Recorded information:
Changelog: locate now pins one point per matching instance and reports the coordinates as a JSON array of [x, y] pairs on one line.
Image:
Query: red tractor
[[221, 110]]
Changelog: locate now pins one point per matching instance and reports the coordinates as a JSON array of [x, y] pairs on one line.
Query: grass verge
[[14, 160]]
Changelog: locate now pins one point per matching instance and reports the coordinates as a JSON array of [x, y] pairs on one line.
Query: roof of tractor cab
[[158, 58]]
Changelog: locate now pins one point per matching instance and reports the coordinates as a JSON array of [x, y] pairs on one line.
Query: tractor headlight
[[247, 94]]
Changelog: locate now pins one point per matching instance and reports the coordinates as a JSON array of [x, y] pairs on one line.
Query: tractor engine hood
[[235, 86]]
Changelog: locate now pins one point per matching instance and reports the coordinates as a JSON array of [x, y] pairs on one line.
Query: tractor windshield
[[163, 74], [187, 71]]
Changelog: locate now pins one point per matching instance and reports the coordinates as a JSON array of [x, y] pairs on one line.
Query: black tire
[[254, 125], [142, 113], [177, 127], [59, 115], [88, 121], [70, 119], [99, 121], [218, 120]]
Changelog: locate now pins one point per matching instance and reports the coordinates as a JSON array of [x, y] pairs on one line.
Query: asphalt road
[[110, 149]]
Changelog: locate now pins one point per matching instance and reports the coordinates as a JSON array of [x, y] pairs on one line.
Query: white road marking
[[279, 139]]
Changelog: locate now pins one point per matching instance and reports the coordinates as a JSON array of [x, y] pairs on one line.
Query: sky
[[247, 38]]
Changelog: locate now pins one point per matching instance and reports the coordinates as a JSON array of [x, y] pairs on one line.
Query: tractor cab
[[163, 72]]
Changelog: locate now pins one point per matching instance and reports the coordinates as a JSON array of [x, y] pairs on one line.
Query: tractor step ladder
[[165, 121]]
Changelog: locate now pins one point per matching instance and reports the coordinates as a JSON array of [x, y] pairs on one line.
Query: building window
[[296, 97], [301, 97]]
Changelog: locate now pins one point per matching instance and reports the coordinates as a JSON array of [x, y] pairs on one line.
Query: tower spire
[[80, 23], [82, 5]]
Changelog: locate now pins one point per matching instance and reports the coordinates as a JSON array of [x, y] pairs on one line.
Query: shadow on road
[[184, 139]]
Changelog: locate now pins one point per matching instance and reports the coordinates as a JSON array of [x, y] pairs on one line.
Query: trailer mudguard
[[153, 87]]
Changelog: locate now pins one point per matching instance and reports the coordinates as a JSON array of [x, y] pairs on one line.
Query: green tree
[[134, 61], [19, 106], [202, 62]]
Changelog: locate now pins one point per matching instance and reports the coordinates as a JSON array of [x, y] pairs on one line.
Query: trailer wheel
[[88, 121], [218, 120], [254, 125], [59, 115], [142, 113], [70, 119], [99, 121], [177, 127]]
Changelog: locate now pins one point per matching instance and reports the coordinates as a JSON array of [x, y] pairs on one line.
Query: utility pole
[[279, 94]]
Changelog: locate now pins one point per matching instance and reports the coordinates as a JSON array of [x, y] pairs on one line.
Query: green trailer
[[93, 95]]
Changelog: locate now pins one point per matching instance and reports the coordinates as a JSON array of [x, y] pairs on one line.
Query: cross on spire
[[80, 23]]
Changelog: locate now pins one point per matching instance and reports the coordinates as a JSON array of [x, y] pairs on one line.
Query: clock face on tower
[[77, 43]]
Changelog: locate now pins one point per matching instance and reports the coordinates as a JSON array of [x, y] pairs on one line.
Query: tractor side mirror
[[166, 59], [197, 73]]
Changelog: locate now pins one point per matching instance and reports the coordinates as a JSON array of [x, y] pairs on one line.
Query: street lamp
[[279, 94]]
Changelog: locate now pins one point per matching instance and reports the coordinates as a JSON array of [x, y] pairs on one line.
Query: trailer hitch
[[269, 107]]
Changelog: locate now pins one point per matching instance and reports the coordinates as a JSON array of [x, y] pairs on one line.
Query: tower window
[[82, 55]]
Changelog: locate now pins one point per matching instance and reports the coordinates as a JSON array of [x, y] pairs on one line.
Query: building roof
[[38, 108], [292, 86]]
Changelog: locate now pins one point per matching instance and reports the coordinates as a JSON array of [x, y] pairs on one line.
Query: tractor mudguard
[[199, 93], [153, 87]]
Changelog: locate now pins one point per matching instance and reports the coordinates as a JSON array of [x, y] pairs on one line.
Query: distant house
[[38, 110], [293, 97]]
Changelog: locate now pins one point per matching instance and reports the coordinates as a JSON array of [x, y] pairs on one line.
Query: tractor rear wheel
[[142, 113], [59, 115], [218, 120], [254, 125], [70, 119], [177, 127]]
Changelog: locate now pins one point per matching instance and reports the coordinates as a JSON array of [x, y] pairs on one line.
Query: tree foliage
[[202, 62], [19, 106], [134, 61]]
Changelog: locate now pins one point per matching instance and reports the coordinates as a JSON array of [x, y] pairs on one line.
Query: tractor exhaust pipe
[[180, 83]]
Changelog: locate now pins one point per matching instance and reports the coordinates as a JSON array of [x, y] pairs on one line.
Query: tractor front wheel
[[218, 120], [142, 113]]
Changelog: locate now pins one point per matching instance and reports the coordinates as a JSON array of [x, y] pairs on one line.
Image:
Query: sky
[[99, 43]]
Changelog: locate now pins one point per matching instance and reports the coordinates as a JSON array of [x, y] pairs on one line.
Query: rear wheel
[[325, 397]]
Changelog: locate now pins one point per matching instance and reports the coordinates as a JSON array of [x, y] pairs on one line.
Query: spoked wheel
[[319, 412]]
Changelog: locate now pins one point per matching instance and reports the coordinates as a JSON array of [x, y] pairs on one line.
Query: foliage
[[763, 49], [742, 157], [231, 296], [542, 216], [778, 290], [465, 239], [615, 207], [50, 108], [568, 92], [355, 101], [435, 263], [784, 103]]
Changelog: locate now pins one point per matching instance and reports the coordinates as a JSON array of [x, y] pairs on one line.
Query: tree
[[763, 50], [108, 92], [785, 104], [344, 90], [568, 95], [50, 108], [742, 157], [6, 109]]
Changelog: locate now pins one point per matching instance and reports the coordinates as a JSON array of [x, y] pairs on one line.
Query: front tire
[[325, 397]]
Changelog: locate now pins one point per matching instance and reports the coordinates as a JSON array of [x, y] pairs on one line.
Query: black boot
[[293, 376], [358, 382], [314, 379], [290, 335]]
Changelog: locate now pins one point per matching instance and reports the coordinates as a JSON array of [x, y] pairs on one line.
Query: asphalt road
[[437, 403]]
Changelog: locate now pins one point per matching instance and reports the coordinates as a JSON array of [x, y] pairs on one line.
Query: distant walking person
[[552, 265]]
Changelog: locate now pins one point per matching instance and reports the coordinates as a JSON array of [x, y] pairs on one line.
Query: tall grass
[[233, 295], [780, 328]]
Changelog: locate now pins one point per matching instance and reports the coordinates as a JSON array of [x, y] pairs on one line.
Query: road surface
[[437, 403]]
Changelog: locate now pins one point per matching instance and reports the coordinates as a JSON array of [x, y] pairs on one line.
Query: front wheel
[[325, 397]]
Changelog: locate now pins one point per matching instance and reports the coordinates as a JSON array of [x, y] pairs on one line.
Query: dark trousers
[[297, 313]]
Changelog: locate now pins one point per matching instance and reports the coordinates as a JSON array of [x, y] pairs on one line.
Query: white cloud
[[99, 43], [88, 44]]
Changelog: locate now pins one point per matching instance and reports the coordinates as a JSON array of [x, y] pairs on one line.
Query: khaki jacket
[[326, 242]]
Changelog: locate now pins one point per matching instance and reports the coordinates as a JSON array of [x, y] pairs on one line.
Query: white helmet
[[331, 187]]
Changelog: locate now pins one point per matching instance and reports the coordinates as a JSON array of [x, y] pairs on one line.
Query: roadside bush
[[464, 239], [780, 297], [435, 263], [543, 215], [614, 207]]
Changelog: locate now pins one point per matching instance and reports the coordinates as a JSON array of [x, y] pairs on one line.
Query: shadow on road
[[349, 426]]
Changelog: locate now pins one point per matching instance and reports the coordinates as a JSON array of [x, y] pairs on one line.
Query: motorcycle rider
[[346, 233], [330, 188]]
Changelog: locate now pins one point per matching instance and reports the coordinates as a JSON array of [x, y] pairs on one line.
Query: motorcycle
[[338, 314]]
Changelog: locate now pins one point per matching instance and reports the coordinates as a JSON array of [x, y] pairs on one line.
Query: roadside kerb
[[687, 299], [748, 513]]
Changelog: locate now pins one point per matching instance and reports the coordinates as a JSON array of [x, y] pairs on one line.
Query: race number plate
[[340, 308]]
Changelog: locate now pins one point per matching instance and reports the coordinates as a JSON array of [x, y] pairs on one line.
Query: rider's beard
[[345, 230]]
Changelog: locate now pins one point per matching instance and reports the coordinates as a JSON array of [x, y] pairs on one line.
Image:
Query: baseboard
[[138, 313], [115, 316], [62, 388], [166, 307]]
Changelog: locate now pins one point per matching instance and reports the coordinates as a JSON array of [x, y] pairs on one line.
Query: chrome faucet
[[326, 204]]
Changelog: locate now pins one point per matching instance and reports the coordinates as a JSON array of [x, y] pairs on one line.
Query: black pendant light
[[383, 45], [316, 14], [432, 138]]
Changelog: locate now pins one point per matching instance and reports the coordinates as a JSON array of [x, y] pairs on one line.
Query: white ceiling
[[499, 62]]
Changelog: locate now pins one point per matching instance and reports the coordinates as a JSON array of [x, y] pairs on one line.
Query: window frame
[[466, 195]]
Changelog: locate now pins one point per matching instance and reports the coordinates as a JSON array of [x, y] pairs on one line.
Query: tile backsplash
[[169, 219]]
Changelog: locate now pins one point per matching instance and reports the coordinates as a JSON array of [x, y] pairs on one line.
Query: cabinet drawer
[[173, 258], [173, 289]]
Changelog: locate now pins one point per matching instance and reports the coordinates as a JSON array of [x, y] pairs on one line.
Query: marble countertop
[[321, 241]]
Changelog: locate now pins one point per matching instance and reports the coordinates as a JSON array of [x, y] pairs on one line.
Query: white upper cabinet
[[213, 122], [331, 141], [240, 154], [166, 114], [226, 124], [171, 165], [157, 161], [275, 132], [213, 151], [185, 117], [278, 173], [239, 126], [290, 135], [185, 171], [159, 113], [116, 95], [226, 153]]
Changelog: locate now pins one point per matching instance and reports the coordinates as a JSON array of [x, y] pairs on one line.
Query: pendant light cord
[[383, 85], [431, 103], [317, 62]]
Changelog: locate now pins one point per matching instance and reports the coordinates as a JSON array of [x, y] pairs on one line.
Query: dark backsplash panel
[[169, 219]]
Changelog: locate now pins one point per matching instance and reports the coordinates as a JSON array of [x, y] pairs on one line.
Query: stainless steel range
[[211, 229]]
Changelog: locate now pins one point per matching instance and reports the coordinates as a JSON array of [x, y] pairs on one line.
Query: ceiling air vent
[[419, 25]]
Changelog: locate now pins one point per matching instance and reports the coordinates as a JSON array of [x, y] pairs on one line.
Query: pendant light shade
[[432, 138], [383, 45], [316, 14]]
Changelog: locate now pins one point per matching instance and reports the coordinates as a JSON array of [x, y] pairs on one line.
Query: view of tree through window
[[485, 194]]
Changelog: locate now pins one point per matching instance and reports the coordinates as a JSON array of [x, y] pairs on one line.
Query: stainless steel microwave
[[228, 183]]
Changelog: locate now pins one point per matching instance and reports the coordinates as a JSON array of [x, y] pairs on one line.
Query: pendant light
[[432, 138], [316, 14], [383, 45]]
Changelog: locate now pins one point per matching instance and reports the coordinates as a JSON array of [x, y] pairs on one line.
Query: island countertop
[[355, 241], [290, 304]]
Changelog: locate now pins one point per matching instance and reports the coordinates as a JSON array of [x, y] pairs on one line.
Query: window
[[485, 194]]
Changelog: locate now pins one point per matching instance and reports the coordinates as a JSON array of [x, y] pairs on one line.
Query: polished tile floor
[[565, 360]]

Requirement: Write out again, unchanged, everything from the start of the data down to and including the line that contains "[[247, 94]]".

Output below:
Changelog: locate now pins one point per matching instance and reports the coordinates as a JSON array of [x, y] pairs on one line.
Image:
Query: red tractor
[[221, 110]]
Changelog: locate now pins one point per matching instance and reports the coordinates as a JSON array of [x, y] pairs on one line.
Query: grass verge
[[14, 160]]
Changelog: locate now pins one point per matching instance and reports the coordinates as a JSON array of [x, y] pairs on one line.
Query: roof of tractor cab
[[158, 58]]
Changelog: locate now pins one point per matching instance and reports the coordinates as a JSON array of [x, y] pairs on one line.
Query: tractor headlight
[[247, 94]]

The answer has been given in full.